## Task prompt
Show the lines below that contain the string "each".

## Data for the task
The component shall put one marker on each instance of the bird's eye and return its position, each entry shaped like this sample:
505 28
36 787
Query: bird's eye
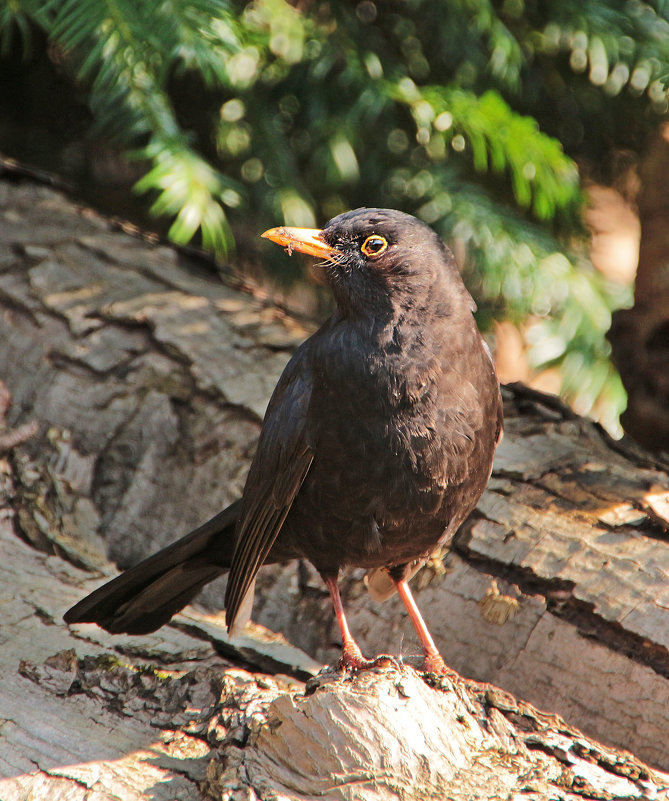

* * *

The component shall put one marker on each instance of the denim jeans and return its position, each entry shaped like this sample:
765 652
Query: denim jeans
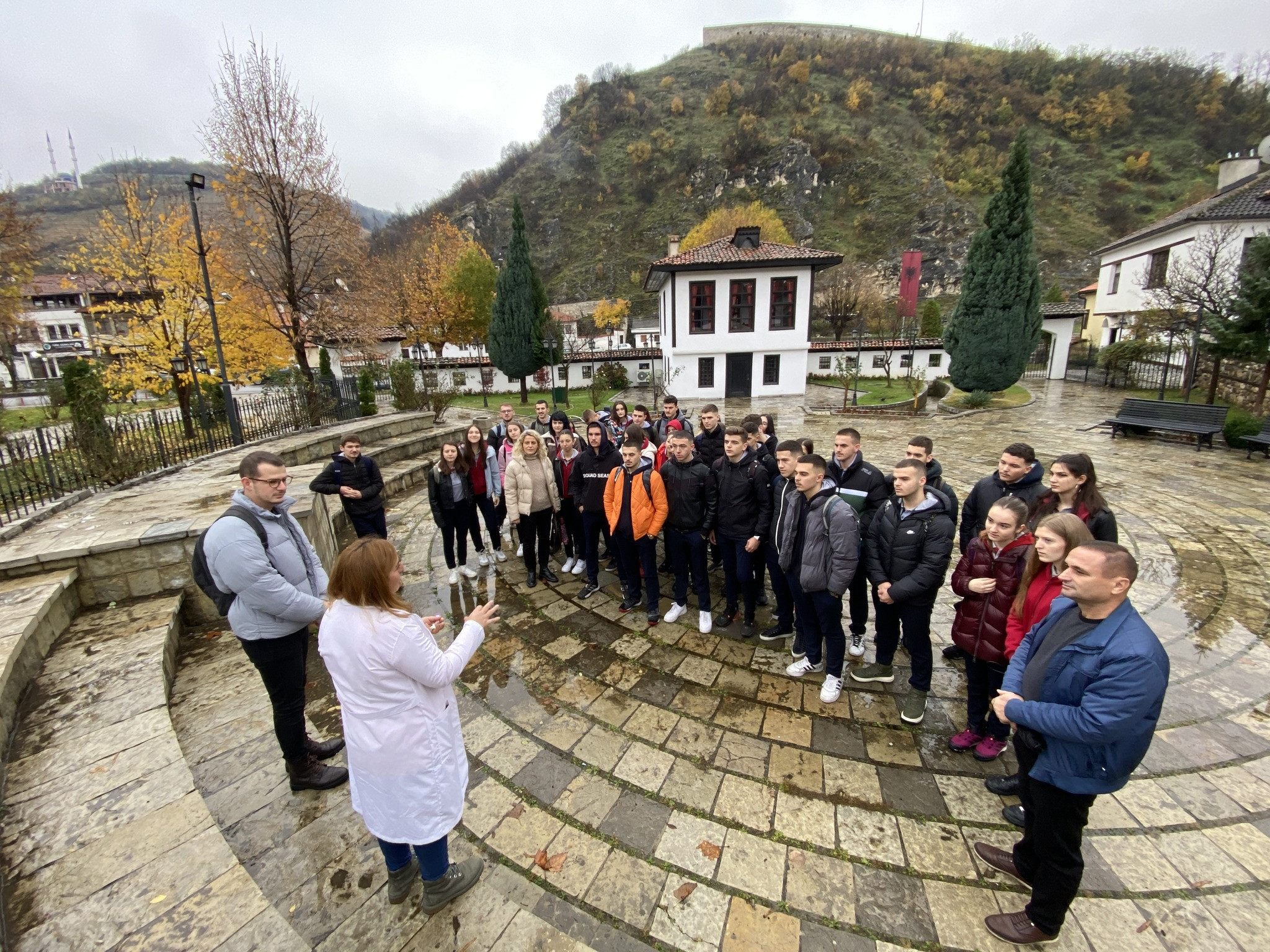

## Answer area
The component shall put one marker on each instance of the bird's eye and return its position, each entry shaped like this sample:
The component shall put one marker on each instance of the denim jeans and return its position, each entry shaped like this sample:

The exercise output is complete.